▸ WHAT TO PRODUCE
Print, word for word, the rows that follow from their first line through the line containing "pixel 259 123", including that line.

- - - - - - -

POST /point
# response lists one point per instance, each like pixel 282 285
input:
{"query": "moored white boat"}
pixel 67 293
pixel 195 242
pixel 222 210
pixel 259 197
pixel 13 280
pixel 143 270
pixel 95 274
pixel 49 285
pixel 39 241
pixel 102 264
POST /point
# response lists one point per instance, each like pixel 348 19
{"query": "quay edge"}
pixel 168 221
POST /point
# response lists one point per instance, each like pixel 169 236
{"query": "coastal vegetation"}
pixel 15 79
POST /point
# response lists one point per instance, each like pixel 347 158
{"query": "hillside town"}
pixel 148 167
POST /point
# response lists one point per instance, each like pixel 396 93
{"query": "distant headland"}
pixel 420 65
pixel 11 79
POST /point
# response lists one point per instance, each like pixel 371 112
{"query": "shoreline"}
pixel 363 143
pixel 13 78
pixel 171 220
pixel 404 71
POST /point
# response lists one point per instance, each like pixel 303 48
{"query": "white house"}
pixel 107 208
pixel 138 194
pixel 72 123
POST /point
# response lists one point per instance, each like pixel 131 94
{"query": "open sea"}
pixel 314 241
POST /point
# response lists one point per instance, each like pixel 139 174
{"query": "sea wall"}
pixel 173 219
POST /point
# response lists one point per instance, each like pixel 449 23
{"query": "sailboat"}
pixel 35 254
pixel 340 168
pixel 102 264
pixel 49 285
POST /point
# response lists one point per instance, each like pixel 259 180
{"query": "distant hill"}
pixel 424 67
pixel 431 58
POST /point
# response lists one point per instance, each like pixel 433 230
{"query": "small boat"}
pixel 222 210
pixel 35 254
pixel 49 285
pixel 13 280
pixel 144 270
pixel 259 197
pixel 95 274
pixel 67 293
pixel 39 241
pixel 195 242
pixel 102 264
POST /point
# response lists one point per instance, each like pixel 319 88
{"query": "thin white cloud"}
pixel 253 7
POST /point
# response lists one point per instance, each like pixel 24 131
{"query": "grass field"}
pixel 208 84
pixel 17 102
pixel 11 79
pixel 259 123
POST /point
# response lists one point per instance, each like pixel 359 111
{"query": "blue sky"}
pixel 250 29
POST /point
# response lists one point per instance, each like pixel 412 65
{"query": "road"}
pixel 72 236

- - - - - - -

▸ TASK SOLUTION
POST /point
# response lists one point per instance, each like pixel 282 285
input:
{"query": "moored white boat"}
pixel 67 293
pixel 195 242
pixel 222 210
pixel 259 197
pixel 13 280
pixel 143 270
pixel 95 274
pixel 49 285
pixel 39 241
pixel 102 264
POST /point
# response lists one point per instance, each like pixel 348 19
{"query": "quay edge"}
pixel 168 221
POST /point
# response lists one point per instance, each like pixel 169 236
{"query": "coastal vegetation"}
pixel 15 79
POST /point
# response lists one point per instance, each like pixel 347 158
{"query": "hillside town"}
pixel 148 167
POST /point
# response lists one point per instance, each like pixel 396 93
{"query": "distant headland"}
pixel 420 65
pixel 11 79
POST /point
# response lists one point per instance, each like pixel 371 112
{"query": "shoreline"}
pixel 363 143
pixel 13 78
pixel 171 220
pixel 404 71
POST /point
# response lists one point per instance, each like pixel 303 48
{"query": "white house"}
pixel 107 208
pixel 138 194
pixel 72 123
POST /point
# response lists one point per instance, each like pixel 131 94
{"query": "open sea"}
pixel 314 241
POST /point
# response lists one point per instance, each like pixel 139 174
{"query": "sea wall"}
pixel 173 219
POST /point
# response lists one point per instance, each like pixel 449 23
{"query": "sailboat"}
pixel 35 254
pixel 340 168
pixel 102 264
pixel 49 285
POST /point
# response lists one point per instance, each like pixel 259 180
{"query": "distant hill"}
pixel 424 67
pixel 431 58
POST /point
# response lists one point per instance, each like pixel 433 230
{"query": "small boat"}
pixel 222 210
pixel 35 254
pixel 49 285
pixel 13 280
pixel 144 270
pixel 259 197
pixel 95 274
pixel 67 293
pixel 39 241
pixel 195 242
pixel 102 264
POST /point
# response lists one point per instance, each like pixel 319 88
{"query": "thin white cloud"}
pixel 253 7
POST /point
# response lists one point per instance, each like pixel 24 131
{"query": "grass field"}
pixel 208 84
pixel 17 102
pixel 11 79
pixel 259 123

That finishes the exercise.